## Aufgabe 1
Wie lässt sich der Absatz im ausgewählten Abschnitt, der mit „Weil das MoMa-Haus in Manhattan“ beginnt, als knappe Liste wiedergeben, ohne dass seine wesentlichen Fakten verloren gehen?
## Aufgabe 2
Wie lässt sich der ausgewählte Abschnitt in genau zwei Sätzen zusammenfassen?
## Aufgabe 3
Kopiere aus dem ausgewählten Abschnitt wortgetreu die Stelle, die bei den Worten „Weil das MoMa-Haus“ beginnt, und höre nach „Werke eine Staatsbürgschaft).“ auf.

## Ausgewählter Abschnitt
=======
In Berlin beginnt mit dem Gastspiel des Museum of Modern Art eine „American Season“

Für Joachim Sartorius soll es der „rote Teppich sein, auf dem der Star – das MoMa – in diesem Jahr durch Berlin schreitet“. Der rote Teppich, das ist die „American Season“, ein lockeres Gewebe von über 90 Veranstaltungen in und aus 48 Kulturinstitutionen der Hauptstadt, welches Kulturstaatsministerin Christina Weiss am Montagabend in kleinem Kreis zusammen mit Mitstreitern, Anregern, Sponsoren vorgestellt hat. Und alle schwärmten dabei natürlich von ihrem „Star“, dem New Yorker Museum of Modern Art, das auch tout Berlin nun dank wochenlanger Werbung nur noch weltläufig MoMa nennt.

Das MoMa also zeigt ab 20. Februar in der Berliner Nationalgalerie sieben Monate lang gut 200 seiner Meisterwerke, von Cezanne, Matisse und Picasso über den russischen Konstruktivismus und den deutschen Expressionismus bis zu den ersten großen Amerikanern (Hopper, Pollock), bis zur Pop-Art – und am Ende, in der Gegenwart, bis hin zu Gerhard Richters bedrückend intensivem foto-surrealistischen „Stammheim“-Zyklus. Womit sich nicht nur der Kreis zwischen europäischer und amerikanischer Avantgarde wieder schließt, sondern Berlin bereits längst vor der so heftig umstrittenen RAF-Ausstellung den Höhepunkt der künstlerischen Auseinandersetzung mit dem Terror und Todeswahn erlebt.

Weil das MoMa-Haus in Manhattan mit seinen mehr als 100000 Sammlungsstücken zur Zeit wegen des Neubaus durch den japanischen Architekten Yoshio Taniguchi geschlossen und nur in kleineren Teilen nach Queens ausgelagert ist, hat sich die Chance für diese bisher einmalige Auslandsreise des Museums eröffnet. Auf Initiative des Berliner Anwalts, Kunstförderers und Vorsitzenden des Freundeskreises der Nationalgalerie Peter Raue ist es mit in Deutschland bisher eher ungewöhnlichem privaten Engagement, mit Energie und Phantasie gelungen, die etwa 8,5 Millionen Dollar teure Schau ohne staatliche Gelder zu realisieren (die genannte Summe schließt die Kosten für den Katalog, den Aufbau, Werbung und Service ein; die Bundesregierung übernimmt für die Sicherheit der Werke eine Staatsbürgschaft).
=======
## Liste der Zeilen
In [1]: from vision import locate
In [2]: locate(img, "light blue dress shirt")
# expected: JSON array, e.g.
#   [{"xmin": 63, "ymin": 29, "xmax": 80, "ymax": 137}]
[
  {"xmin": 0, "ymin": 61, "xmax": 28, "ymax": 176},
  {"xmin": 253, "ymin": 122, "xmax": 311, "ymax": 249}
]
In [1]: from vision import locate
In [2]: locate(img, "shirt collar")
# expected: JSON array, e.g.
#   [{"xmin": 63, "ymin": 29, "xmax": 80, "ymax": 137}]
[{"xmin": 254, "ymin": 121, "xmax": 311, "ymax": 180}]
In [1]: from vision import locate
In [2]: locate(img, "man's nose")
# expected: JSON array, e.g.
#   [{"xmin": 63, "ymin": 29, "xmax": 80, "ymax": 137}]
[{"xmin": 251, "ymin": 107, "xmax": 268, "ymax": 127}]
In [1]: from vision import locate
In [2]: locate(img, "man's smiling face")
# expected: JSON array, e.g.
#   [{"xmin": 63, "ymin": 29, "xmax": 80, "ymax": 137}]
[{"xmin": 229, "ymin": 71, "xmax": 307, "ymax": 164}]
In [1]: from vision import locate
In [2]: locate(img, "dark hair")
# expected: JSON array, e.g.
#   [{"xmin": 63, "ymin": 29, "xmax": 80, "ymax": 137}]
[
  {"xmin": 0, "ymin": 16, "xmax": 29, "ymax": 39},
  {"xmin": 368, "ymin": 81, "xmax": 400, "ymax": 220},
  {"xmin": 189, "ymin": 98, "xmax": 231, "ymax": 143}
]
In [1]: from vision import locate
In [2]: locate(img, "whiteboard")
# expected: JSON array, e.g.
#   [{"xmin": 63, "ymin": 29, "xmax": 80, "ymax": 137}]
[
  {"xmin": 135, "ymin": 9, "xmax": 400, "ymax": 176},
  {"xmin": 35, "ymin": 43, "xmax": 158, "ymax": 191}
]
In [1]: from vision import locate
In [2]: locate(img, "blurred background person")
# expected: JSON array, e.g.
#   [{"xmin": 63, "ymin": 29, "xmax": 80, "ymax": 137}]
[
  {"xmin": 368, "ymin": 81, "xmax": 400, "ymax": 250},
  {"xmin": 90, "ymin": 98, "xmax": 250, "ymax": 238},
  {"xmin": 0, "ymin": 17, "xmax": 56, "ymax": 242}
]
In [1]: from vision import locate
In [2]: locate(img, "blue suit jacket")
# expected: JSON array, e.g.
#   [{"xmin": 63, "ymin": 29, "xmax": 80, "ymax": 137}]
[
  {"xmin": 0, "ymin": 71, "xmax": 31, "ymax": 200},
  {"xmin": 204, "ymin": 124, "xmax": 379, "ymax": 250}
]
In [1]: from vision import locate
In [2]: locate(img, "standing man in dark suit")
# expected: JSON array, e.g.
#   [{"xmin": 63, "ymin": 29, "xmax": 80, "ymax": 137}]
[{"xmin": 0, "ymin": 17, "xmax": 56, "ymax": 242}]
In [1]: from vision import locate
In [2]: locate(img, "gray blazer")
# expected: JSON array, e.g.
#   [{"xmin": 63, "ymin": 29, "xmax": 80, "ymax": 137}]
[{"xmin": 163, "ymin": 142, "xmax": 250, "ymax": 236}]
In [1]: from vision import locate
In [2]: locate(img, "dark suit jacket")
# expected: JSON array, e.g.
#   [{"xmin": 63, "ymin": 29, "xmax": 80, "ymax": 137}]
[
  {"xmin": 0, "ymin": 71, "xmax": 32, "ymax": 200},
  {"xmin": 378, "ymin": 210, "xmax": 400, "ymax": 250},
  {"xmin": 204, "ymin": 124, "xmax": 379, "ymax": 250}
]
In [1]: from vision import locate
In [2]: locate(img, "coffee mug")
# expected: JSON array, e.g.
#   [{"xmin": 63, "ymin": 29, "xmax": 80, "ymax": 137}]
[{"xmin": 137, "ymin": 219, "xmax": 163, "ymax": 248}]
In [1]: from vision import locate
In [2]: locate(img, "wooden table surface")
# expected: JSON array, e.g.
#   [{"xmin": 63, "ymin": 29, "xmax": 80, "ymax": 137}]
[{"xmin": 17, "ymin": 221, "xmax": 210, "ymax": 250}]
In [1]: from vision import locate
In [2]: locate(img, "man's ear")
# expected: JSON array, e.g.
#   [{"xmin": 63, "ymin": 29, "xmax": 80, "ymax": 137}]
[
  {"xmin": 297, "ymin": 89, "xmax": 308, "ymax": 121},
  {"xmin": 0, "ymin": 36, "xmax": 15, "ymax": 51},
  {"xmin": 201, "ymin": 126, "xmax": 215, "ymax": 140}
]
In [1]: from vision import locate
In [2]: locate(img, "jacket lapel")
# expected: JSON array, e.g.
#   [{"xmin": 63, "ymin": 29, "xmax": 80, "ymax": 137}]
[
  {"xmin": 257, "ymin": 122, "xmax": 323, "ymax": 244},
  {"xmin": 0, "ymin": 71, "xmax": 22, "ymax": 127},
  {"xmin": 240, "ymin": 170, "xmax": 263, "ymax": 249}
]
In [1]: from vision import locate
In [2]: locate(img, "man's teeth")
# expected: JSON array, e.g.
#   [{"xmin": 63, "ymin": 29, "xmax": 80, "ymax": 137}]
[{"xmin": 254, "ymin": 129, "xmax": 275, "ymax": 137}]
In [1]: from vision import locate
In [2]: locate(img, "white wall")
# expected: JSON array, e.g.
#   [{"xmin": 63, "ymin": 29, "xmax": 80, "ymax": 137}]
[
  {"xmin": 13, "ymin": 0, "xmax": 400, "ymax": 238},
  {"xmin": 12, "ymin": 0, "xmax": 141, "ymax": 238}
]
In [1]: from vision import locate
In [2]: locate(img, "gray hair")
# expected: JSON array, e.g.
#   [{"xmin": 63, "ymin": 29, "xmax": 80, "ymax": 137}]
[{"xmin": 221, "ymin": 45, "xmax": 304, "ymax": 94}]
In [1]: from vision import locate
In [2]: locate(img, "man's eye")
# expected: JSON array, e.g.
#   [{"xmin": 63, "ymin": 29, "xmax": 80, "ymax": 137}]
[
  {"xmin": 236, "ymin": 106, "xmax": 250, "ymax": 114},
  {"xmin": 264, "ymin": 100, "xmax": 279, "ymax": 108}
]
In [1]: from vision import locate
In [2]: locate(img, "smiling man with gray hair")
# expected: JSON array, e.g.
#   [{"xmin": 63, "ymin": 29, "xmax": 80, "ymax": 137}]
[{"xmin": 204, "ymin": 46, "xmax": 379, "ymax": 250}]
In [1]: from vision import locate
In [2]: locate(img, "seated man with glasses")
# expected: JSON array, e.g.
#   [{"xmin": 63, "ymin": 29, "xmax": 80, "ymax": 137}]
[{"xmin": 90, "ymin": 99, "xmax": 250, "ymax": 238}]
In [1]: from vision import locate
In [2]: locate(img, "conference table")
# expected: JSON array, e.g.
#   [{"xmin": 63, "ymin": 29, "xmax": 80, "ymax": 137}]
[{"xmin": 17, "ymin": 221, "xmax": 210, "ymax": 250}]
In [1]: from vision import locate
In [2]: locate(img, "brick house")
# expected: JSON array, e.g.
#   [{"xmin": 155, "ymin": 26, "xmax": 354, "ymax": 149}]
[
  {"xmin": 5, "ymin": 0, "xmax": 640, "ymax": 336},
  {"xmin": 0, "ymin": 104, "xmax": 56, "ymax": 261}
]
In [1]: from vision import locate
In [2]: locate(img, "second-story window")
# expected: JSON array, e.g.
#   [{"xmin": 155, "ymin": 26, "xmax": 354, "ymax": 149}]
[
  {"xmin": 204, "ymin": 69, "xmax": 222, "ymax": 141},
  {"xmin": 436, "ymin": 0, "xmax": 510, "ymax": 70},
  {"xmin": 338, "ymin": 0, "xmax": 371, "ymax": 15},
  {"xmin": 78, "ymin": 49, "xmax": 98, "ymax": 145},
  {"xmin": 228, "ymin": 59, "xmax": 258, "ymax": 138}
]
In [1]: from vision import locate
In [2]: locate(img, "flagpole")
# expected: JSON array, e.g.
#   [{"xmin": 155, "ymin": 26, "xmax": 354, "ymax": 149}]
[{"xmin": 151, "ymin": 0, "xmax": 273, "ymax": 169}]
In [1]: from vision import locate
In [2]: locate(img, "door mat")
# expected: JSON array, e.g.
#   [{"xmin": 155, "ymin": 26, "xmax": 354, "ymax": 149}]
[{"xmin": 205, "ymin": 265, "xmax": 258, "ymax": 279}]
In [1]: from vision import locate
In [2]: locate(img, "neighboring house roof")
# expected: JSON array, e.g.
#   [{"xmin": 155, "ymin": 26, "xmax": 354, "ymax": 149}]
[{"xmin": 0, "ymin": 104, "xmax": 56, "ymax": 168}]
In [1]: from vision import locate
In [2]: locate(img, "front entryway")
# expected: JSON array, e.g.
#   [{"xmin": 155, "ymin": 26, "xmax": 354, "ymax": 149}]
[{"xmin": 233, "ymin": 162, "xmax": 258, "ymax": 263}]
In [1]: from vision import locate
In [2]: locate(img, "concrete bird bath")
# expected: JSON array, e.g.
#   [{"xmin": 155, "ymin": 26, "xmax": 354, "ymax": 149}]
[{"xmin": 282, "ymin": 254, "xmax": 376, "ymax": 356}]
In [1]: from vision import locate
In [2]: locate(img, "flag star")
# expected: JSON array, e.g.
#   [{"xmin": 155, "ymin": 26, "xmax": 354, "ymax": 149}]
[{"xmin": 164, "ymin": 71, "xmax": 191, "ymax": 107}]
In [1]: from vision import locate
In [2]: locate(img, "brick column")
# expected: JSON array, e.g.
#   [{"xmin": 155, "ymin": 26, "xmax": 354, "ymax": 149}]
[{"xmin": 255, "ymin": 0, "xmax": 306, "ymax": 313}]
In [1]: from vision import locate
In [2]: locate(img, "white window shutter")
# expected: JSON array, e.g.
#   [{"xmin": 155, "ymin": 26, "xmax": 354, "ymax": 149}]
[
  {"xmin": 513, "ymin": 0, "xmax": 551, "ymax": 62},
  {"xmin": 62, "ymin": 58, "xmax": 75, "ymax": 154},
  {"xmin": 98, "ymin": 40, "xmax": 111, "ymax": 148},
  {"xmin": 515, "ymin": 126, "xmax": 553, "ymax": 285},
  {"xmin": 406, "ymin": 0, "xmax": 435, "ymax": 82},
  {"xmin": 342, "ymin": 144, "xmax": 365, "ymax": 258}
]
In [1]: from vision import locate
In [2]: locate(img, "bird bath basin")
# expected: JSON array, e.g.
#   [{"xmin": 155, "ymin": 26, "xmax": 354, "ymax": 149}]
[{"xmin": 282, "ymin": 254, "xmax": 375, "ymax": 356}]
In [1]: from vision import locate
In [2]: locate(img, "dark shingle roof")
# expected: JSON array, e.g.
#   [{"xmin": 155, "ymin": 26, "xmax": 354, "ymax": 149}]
=======
## Vollständige Antwort 1
- Das MoMa-Haus in Manhattan mit mehr als 100000 Sammlungsstücken ist wegen des Neubaus durch den Architekten Yoshio Taniguchi geschlossen und nur in kleineren Teilen nach Queens ausgelagert. Dadurch ist die bisher einmalige Auslandsreise des Museums möglich geworden.
- Die Initiative ging von Peter Raue aus, einem Berliner Anwalt, Kunstförderer und Vorsitzenden des Freundeskreises der Nationalgalerie.
- Die Schau kostet etwa 8,5 Millionen Dollar, einschließlich Katalog, Aufbau, Werbung und Service.
- Sie wird mit privatem Engagement und ohne staatliche Gelder realisiert.
- Die Bundesregierung übernimmt eine Staatsbürgschaft für die Sicherheit der Werke.

## Vollständige Antwort 2
Kulturstaatsministerin Christina Weiss hat die „American Season“ vorgestellt, über 90 Veranstaltungen aus 48 Berliner Kulturinstitutionen rund um das Gastspiel des New Yorker Museum of Modern Art. Ab 20. Februar zeigt das MoMa sieben Monate lang gut 200 Meisterwerke in der Berliner Nationalgalerie, eine Schau, die durch die Schließung des Hauses in Manhattan möglich wurde und deren Kosten von etwa 8,5 Millionen Dollar ohne staatliche Gelder aufgebracht werden.

## Vollständige Antwort 3
Weil das MoMa-Haus in Manhattan mit seinen mehr als 100000 Sammlungsstücken zur Zeit wegen des Neubaus durch den japanischen Architekten Yoshio Taniguchi geschlossen und nur in kleineren Teilen nach Queens ausgelagert ist, hat sich die Chance für diese bisher einmalige Auslandsreise des Museums eröffnet. Auf Initiative des Berliner Anwalts, Kunstförderers und Vorsitzenden des Freundeskreises der Nationalgalerie Peter Raue ist es mit in Deutschland bisher eher ungewöhnlichem privaten Engagement, mit Energie und Phantasie gelungen, die etwa 8,5 Millionen Dollar teure Schau ohne staatliche Gelder zu realisieren (die genannte Summe schließt die Kosten für den Katalog, den Aufbau, Werbung und Service ein; die Bundesregierung übernimmt für die Sicherheit der Werke eine Staatsbürgschaft).